### DATA SUPPLIED

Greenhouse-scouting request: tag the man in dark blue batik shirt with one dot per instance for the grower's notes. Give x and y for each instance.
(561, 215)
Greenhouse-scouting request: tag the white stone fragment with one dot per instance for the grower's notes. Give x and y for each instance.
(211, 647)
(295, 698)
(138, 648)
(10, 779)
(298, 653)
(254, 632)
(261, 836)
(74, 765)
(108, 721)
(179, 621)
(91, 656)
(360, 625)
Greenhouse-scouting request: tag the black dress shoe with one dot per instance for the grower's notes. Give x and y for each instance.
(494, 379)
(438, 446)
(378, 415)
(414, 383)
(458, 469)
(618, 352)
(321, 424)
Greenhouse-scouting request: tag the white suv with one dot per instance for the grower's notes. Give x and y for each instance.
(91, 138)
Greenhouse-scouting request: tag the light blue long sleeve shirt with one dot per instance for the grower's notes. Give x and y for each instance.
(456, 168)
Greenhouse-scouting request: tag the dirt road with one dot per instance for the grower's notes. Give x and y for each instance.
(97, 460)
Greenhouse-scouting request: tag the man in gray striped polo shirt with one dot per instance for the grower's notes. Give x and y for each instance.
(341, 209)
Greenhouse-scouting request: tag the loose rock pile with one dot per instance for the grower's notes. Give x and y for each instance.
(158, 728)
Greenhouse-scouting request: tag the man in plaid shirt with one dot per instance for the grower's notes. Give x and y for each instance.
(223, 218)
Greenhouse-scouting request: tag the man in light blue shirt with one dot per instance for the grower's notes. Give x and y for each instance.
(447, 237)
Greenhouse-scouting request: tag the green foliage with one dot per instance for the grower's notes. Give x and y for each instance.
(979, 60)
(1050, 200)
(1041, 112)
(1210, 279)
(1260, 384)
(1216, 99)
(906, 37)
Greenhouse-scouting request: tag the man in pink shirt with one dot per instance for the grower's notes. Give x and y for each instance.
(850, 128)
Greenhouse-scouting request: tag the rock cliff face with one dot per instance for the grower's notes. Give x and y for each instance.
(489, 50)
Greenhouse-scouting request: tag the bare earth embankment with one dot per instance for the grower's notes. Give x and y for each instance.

######

Line by line, transcribe the material exactly.

* _OUTPUT FOR THIS EXERCISE_
Greenhouse-scouting request: tag the man in dark blue batik shirt with one dot per instance for the grower's notes. Give x and y for each instance.
(561, 215)
Greenhouse-scouting request: tag the white stone fragment with one dot per instance for the grower's notes. Give x and y for each instance.
(211, 647)
(295, 698)
(138, 648)
(10, 779)
(298, 653)
(254, 632)
(261, 836)
(74, 765)
(108, 721)
(179, 621)
(91, 656)
(360, 625)
Greenhouse-scouting request: tag the black dress shoe with one dot per instance for the grower's notes. Give x and y for each instance.
(494, 379)
(438, 446)
(378, 415)
(414, 383)
(458, 469)
(618, 352)
(321, 424)
Greenhouse-scouting request: tag the white suv with one dot per instance for the grower's notes. Give x and y for each instance.
(91, 138)
Greenhouse-scouting request: tag the light blue long sleeve shirt with one dot per instance for the grower's notes. Give x and y for each instance.
(456, 168)
Greenhouse-scouting request: tag the dirt road with one dot per instance for the grower's notes. Give x and y for each instance.
(97, 460)
Greenhouse-scouting request: tag the man in gray striped polo shirt with one dot per instance for the grower's notes. Give x and y for each instance.
(341, 209)
Greenhouse-scouting request: tag the loose rock pile with one dot per instance for the grower's notes. Give x and y for each instance.
(158, 728)
Greenhouse-scouting request: tag the man in plaid shirt with one dot per instance for the grower's notes. Give x and y for each instance.
(223, 218)
Greenhouse-scouting request: tag the man in light blue shirt with one dot per instance for the grower's notes. Give x and y for each instance.
(447, 237)
Greenhouse-scouting request: tag the green foliage with one dot per instance for the grower's notes. Give x and y for each instance.
(979, 60)
(1050, 200)
(1041, 112)
(1210, 279)
(1260, 384)
(1216, 99)
(906, 37)
Greenhouse-scouting request: tag the man in pink shirt with one dot per instance for the grower's notes. Give x and y for each instance.
(850, 128)
Greenhouse-scouting request: tag the rock cliff face with one dot per instance for the grower's notes. Give x and y for each instance.
(489, 50)
Greenhouse-scouting request: tag the bare earth embankment with one dot per instance for the grower's notes. Give x and y for each instance.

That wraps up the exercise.